**Point-based annotation data:**
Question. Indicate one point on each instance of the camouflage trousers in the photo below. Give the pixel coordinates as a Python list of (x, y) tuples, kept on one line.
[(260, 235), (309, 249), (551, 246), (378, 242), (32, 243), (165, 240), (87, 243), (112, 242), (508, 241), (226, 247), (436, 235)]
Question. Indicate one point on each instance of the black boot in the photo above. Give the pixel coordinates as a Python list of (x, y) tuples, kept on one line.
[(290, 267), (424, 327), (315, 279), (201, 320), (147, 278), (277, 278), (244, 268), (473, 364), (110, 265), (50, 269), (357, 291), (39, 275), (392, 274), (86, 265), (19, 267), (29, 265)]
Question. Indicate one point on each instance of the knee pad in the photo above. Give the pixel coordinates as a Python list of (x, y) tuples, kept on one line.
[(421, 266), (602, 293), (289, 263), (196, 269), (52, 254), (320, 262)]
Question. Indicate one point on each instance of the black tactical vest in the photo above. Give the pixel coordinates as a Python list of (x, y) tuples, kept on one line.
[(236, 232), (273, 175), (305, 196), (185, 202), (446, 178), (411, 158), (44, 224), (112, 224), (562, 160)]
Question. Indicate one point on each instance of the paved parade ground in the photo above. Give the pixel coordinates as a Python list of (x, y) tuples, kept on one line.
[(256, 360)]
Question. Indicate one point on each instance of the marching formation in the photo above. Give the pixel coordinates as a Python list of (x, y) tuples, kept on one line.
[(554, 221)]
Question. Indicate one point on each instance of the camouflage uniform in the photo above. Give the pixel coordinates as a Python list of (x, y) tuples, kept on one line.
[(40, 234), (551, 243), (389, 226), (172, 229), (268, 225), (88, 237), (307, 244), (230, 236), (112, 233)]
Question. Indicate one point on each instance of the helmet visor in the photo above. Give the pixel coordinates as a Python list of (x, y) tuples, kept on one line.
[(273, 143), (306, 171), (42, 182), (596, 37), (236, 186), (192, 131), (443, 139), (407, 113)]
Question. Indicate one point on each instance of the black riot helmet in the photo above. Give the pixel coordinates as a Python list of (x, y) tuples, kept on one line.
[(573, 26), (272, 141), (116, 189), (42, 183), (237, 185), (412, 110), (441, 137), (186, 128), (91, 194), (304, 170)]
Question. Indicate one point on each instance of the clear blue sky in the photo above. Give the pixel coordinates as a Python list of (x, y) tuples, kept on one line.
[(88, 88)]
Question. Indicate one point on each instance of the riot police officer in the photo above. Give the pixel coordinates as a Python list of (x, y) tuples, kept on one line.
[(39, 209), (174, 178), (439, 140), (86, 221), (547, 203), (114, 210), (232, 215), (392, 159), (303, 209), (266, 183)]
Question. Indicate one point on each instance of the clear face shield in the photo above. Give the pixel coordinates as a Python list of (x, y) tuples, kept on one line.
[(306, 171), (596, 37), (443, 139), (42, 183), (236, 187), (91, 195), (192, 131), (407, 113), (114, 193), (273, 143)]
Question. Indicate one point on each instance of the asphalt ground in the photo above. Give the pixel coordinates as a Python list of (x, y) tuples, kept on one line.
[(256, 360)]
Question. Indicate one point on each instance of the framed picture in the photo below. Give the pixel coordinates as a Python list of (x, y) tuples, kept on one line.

**Problem requirements:** In the lines above, swap each "Indicate" for "Mark" and reproduce all the lines with nothing else changed.

**Output below:**
Question. Mark one point on each instance of the camouflage trousers in the photo below. Give the pixel coordinates as a Python list of (x, y) tuples, kept on one line.
[(260, 235), (309, 249), (551, 246), (378, 242), (32, 243), (165, 240), (87, 243), (112, 242), (508, 241), (226, 247), (436, 235)]
Question. Mark one point on each instance of the black boot in the photo above. Give the pixel coordinates as a Python list of (x, y) tuples, kept on one line.
[(290, 267), (424, 327), (315, 279), (201, 320), (147, 278), (277, 278), (244, 268), (473, 364), (110, 265), (50, 269), (357, 291), (39, 275), (392, 274), (86, 265), (19, 267), (29, 265)]
Question. Mark one point on each instance of the knee pad in the photo above. Give the pixel coordinates as a Python list of (x, y) tuples, kept on one line.
[(421, 266), (602, 293), (289, 263), (196, 269), (52, 254), (320, 262)]
Question. Mark one point on each instance of the black tactical vest in the photo above. Give the pixel coordinates as a Python list of (x, y) tuples, kept on one line.
[(236, 232), (273, 175), (305, 196), (185, 202), (446, 178), (411, 158), (44, 224), (112, 224), (562, 160)]
Question. Mark one point on each instance of the paved parade ground in the photo above. Give the pixel coordinates as a Python list of (x, y) tuples, kept on one line.
[(256, 360)]
Question. Mark one point on each instance of the marching formation in the photo above. Give the pixel coordinates as a Python list of (x, y) tuples, kept on one line.
[(554, 221)]
Question. Mark one point on each instance of the camouflage uniform in the photo above. Give the pixel coordinates as a Python list of (x, y) tuples, kept on one line.
[(40, 234), (551, 243), (389, 226), (172, 229), (268, 225), (88, 237), (307, 244), (230, 236), (112, 233)]
Question. Mark one point on each instance of the helmet visor in the photo above. Give the pixel coordinates as a Python list of (x, y) tuples, kept on one line.
[(273, 143), (306, 171), (42, 182), (596, 37), (236, 186), (192, 131), (443, 139), (407, 113)]
Question. Mark one point on each instance of the black riot helmet in the photo above. Give the pixel coordinates as a Python list of (x, y) tuples, kept on one line.
[(573, 26), (272, 141), (116, 189), (42, 183), (237, 185), (412, 110), (441, 137), (186, 128), (91, 194), (304, 170)]
Question. Mark one point on each instance of the clear blue sky in the photo above. Give the pixel coordinates as a Python list of (x, y) tuples, kept on one line.
[(88, 88)]
Question. Mark one point on each instance of the riot police officer in the photo above. Give the pixel coordinates as a Python list of (x, y) tuples, kept on one line.
[(39, 209), (174, 178), (439, 140), (86, 221), (547, 203), (114, 210), (232, 215), (392, 159), (303, 209), (266, 183)]
Question. Mark one point on each instance of the clear face shield in the photo above. Give the pixel coordinates as a Python list of (x, y) tuples, kept on one line.
[(306, 171), (596, 37), (443, 139), (42, 183), (236, 187), (91, 195), (192, 131), (407, 113), (114, 193), (273, 143)]
Question. Mark one point on each instance of the asphalt ground in the photo above. Give the pixel coordinates as a Python list of (x, y) tuples, kept on one line.
[(256, 360)]
Question. Mark one point on each instance of the framed picture in the photo below. Give the pixel coordinates as a Python list of (x, y) tuples, kept on one line.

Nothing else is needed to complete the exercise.